● WORK TO DO: Could you print every record below exactly as it appears?

>> start THE INPUT

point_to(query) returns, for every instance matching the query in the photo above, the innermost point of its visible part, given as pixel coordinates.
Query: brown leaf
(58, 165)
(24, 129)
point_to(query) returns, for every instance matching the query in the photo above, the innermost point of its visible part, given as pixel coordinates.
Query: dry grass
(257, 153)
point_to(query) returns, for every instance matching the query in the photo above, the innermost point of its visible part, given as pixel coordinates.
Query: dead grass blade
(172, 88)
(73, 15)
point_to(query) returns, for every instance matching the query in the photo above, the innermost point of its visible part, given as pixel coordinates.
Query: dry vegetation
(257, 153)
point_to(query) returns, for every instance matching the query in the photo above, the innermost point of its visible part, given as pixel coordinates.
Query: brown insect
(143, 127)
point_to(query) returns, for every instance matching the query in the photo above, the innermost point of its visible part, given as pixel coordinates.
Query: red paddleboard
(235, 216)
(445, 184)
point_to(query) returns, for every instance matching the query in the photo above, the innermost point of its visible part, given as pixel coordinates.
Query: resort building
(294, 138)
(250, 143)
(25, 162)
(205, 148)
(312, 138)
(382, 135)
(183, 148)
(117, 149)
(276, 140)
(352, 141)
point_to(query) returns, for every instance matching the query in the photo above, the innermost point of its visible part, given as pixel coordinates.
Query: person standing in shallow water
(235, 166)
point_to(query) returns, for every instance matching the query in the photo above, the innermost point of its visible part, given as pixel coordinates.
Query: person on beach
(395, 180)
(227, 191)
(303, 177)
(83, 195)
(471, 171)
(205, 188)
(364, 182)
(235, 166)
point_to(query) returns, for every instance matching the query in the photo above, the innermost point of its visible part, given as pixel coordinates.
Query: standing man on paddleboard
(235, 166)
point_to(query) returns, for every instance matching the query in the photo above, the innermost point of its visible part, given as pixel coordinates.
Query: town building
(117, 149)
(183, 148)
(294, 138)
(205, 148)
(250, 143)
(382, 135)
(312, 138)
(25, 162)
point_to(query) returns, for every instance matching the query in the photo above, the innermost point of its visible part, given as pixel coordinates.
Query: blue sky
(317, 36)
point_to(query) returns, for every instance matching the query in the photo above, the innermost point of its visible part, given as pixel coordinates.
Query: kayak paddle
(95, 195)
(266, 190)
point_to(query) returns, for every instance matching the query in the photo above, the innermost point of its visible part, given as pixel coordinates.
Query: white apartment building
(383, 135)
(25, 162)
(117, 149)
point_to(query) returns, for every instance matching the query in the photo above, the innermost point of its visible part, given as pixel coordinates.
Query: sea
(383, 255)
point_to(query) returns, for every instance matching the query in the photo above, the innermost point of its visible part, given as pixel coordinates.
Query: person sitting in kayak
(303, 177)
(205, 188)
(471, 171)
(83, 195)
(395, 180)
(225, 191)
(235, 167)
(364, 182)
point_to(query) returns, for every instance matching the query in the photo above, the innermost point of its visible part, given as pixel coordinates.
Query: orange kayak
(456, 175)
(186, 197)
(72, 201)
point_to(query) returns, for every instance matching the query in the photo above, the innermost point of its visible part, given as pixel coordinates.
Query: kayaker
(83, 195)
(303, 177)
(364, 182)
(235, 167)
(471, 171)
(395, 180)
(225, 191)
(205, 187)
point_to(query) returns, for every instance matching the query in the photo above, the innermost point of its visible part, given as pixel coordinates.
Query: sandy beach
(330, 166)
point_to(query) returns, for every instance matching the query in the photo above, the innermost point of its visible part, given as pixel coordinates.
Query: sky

>> end THE INPUT

● EXPECTED ANSWER:
point_to(query) returns, for every instance matching the query in the photo above, the innermost point of its visible part, given as pixel coordinates.
Query: brown leaf
(58, 165)
(24, 129)
point_to(query) returns, for every instance matching the query in the photo above, the innermost point of its visible part, given as pixel coordinates.
Query: dry grass
(257, 153)
point_to(query) returns, for every instance matching the query in the photo above, the innermost point of its visible part, given as pixel coordinates.
Query: dead grass blade
(172, 88)
(73, 15)
point_to(query) returns, for every instance matching the query in the photo above, the innermost point of its visible part, given as pixel coordinates.
Query: dry vegetation
(257, 153)
point_to(query) returns, for every instance matching the query in the photo above, the innermost point of its visible part, given as pixel coordinates.
Query: brown insect
(143, 127)
point_to(query) returns, for every instance matching the query in the photo above, the innermost point of its visible part, given as pixel coordinates.
Query: red paddleboard
(235, 216)
(445, 184)
point_to(query) returns, for every instance matching the query in the photo above, the innermost point of its visible part, given as pixel coordinates.
Query: resort building
(294, 138)
(250, 143)
(25, 162)
(205, 148)
(312, 138)
(382, 135)
(183, 148)
(117, 149)
(276, 140)
(352, 141)
point_to(query) returns, for every instance matching the query in the photo above, the innermost point of its visible part, given as pixel coordinates.
Query: person standing in shallow water
(235, 166)
point_to(query) returns, for every instance matching the query in the photo above, the innermost point of its visible part, given as pixel coordinates.
Query: person on beach
(395, 180)
(227, 191)
(303, 177)
(83, 195)
(471, 171)
(205, 188)
(364, 182)
(235, 166)
point_to(query) returns, for every instance matching the query in the photo above, the innermost point of its visible part, given as pixel coordinates.
Query: standing man on paddleboard
(235, 166)
point_to(query) returns, for every instance matching the query in the photo above, the innermost point of its visible part, given as pixel coordinates.
Query: town building
(117, 149)
(183, 148)
(294, 138)
(205, 148)
(250, 143)
(382, 135)
(312, 138)
(25, 162)
point_to(query) returns, for every instance matching the query in the photo above, the innermost point of its visible part, given as pixel coordinates.
Query: blue sky
(317, 36)
point_to(query) returns, for every instance matching the query in the photo above, the innermost point of its visible part, given as pixel coordinates.
Query: kayak paddle
(95, 195)
(266, 190)
point_to(query) returns, for every instance matching the query in the photo above, the innermost point of its visible part, given as pixel coordinates.
Query: white apartment building
(383, 135)
(25, 162)
(117, 149)
point_to(query) returns, for every instance matching the query in the photo above, the innermost point of its visible part, given as pixel coordinates.
Query: sea
(383, 255)
point_to(query) returns, for every instance matching the query in the photo above, the innermost point of its visible part, given as pixel coordinates.
Query: person sitting in kayak
(303, 177)
(205, 188)
(471, 171)
(83, 195)
(395, 180)
(225, 191)
(235, 167)
(364, 182)
point_to(query) returns, for every instance matching the query in the photo above, the innermost point of its visible part, given as pixel coordinates.
Query: orange kayak
(456, 175)
(186, 197)
(72, 201)
point_to(query) returns, for every instance matching the query in the photo above, the innermost point of its visible part, given as pixel coordinates.
Query: kayaker
(83, 195)
(303, 177)
(364, 182)
(235, 167)
(471, 171)
(395, 180)
(225, 191)
(205, 187)
point_to(query) returns, for every instance matching the query in the photo above, the innermost point of its visible part, given as pixel coordinates.
Query: sandy beach
(330, 166)
point_to(query) returns, for every instance matching the query in the photo above, the innermost point of its visible part, given as pixel coordinates.
Query: sky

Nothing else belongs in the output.